Aim:
Can you recast all of the material below as a numbered list, skipping blank lines and leaving the pictures out?

[Records from a point-labeling set]
┌──

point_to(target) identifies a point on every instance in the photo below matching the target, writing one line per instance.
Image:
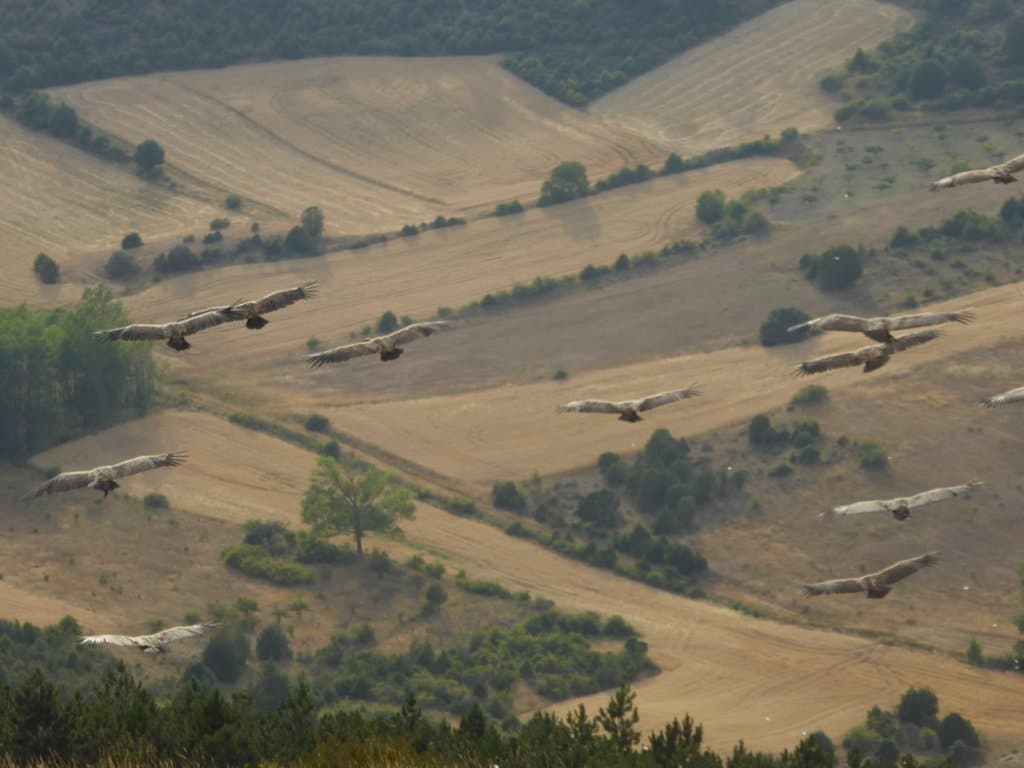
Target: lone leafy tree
(312, 221)
(339, 501)
(148, 156)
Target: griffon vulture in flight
(174, 333)
(628, 410)
(152, 643)
(877, 585)
(1000, 174)
(252, 310)
(386, 346)
(1001, 399)
(900, 508)
(871, 357)
(878, 329)
(103, 478)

└──

Exercise solution:
1. point_to(target) identifies a point on every instance in the photo below matching the target, writing one line per instance.
2. Image:
3. Target: lone leafy tree
4. (312, 221)
5. (339, 501)
6. (148, 156)
7. Target: griffon vulture in flight
8. (174, 333)
9. (628, 410)
10. (152, 643)
11. (877, 585)
12. (1000, 174)
13. (252, 310)
14. (386, 346)
15. (1001, 399)
16. (900, 508)
17. (871, 357)
18. (878, 329)
19. (103, 478)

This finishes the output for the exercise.